Referring expression data:
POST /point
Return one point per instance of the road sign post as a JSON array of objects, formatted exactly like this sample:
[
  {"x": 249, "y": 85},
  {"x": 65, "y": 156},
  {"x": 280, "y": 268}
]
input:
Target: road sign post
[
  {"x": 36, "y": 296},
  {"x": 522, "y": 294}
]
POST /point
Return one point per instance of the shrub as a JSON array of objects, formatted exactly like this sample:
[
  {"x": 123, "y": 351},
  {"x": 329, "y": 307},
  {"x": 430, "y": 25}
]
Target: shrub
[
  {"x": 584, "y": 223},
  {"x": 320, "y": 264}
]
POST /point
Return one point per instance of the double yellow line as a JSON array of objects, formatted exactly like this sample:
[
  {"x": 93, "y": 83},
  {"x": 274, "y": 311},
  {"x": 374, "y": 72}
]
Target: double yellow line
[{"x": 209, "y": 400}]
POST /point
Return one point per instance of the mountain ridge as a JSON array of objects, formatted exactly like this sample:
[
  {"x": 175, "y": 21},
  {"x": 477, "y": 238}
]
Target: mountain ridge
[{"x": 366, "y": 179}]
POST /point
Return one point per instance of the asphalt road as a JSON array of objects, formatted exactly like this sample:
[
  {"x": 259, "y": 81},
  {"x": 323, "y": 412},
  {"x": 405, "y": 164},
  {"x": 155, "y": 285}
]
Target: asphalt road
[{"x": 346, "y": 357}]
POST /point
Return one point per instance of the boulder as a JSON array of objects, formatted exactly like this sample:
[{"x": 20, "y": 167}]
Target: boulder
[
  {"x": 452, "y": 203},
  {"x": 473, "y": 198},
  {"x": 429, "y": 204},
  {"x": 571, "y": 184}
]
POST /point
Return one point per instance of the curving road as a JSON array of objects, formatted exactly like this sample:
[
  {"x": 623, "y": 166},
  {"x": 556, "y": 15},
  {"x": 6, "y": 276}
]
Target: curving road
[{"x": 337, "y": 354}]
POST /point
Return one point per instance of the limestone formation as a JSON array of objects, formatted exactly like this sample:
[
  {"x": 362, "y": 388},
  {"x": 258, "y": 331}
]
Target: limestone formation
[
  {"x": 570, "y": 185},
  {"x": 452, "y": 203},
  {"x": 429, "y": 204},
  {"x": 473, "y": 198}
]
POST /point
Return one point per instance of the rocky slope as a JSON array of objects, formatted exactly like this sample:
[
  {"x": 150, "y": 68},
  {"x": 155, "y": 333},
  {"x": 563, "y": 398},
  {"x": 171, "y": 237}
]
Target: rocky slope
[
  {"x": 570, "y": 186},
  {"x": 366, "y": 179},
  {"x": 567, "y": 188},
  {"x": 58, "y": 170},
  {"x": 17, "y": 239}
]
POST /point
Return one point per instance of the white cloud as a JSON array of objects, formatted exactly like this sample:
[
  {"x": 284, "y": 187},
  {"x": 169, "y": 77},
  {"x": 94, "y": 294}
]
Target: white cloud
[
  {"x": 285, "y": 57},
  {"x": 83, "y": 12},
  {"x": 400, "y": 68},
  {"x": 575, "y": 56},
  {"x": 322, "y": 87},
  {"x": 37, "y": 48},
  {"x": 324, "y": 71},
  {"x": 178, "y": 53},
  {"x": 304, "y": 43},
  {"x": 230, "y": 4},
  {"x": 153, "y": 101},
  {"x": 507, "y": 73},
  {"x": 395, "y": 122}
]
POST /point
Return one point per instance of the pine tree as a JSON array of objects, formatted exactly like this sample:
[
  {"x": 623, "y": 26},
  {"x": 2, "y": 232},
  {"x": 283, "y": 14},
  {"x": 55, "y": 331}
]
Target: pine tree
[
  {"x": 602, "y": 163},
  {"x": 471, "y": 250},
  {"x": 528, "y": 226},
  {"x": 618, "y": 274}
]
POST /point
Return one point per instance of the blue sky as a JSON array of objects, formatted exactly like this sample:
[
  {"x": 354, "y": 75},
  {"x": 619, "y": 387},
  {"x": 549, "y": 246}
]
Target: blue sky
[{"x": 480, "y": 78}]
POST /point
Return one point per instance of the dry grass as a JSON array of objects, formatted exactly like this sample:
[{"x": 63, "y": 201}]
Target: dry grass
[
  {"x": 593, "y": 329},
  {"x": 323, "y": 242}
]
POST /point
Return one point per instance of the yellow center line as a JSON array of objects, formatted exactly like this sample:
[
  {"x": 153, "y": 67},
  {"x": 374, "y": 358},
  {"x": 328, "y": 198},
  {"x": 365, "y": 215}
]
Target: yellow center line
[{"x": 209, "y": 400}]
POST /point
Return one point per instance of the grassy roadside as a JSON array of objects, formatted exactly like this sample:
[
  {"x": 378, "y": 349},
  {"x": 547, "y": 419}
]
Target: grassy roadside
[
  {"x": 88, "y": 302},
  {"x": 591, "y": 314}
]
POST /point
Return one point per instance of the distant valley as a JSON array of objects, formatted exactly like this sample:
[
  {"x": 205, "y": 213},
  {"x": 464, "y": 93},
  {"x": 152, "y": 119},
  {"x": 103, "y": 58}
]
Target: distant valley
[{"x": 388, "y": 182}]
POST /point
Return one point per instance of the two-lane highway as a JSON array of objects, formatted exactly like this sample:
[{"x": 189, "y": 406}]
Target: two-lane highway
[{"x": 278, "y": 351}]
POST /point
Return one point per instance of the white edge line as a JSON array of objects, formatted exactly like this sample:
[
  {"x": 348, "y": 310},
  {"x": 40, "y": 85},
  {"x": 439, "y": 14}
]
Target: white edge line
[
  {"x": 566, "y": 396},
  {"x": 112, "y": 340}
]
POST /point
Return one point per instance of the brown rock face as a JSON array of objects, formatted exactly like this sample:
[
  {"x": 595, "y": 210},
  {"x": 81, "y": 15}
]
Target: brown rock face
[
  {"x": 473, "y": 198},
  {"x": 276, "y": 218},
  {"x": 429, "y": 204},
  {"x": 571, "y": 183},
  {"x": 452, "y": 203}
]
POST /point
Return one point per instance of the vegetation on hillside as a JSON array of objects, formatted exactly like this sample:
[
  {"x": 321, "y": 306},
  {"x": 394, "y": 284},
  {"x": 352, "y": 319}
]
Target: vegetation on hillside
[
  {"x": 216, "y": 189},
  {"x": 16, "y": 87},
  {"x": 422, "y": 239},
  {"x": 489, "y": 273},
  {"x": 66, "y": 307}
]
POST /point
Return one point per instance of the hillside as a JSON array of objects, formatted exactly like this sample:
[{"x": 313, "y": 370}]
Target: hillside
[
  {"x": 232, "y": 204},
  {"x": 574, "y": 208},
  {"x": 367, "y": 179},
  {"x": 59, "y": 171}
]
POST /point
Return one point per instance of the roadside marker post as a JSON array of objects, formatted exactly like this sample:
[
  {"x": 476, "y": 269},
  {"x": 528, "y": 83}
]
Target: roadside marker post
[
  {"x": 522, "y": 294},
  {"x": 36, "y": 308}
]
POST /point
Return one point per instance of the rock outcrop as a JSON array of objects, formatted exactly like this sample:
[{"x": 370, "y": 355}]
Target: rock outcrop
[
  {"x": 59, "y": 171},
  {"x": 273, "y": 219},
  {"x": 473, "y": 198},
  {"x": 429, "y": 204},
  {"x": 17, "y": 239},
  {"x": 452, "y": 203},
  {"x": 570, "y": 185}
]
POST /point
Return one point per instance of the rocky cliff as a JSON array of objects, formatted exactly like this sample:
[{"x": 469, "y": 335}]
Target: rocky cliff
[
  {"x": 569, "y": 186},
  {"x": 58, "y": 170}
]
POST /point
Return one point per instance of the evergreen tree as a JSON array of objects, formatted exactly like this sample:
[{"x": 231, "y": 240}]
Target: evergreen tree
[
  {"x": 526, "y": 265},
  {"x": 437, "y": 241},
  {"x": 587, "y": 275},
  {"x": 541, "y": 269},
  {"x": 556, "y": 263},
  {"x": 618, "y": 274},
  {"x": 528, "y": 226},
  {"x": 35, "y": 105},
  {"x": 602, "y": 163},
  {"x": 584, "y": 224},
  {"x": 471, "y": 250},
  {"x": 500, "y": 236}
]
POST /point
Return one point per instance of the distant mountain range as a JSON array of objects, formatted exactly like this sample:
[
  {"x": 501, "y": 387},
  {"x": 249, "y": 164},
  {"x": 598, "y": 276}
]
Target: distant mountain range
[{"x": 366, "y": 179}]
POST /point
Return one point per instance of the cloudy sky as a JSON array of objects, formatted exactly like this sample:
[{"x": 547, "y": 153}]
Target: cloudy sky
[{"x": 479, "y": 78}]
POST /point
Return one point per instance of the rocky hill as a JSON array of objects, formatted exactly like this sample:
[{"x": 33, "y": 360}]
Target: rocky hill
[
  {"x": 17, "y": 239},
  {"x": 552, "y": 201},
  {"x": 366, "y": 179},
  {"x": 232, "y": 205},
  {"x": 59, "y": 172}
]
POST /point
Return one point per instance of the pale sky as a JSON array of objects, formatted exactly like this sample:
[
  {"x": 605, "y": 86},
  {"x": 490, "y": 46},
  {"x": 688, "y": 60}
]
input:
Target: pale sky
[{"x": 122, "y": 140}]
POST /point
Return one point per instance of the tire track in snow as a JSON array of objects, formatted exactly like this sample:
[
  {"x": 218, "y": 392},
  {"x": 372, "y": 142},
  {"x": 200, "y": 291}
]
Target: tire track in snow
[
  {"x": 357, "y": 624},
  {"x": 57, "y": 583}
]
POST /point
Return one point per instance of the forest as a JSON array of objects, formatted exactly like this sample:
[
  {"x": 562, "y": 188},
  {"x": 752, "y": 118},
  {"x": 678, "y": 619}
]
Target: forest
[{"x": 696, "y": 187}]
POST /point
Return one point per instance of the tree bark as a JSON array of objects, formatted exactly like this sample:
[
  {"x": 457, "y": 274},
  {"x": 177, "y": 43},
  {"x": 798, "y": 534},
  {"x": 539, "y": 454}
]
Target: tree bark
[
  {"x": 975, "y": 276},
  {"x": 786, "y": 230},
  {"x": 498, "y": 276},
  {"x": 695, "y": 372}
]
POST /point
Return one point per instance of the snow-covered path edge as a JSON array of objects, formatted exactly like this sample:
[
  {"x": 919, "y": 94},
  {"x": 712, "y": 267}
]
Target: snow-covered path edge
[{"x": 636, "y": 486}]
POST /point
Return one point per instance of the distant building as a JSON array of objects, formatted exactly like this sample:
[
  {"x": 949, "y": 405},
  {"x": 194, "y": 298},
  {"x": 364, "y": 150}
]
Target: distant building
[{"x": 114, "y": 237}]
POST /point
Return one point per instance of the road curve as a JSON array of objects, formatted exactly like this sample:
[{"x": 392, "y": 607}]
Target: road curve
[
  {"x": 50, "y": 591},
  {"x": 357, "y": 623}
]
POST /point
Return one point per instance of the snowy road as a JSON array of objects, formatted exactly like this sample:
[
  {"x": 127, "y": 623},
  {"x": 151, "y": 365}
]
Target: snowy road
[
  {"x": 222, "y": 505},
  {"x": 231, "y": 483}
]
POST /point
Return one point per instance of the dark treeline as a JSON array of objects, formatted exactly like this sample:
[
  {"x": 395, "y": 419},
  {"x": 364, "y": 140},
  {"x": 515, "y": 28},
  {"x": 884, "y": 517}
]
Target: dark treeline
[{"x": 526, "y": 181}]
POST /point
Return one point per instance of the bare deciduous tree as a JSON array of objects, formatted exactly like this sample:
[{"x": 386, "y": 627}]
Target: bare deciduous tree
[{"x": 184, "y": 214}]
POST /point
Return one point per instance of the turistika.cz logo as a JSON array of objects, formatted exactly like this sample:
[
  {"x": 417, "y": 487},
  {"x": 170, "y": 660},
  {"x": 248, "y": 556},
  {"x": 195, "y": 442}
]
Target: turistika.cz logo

- WORK ORDER
Each line of the data that contains "logo" belongs in the answer.

- REPLY TO THE EXERCISE
Return one point per instance of the turistika.cz logo as a JSON array of objects, formatted exactly like this sample:
Target: turistika.cz logo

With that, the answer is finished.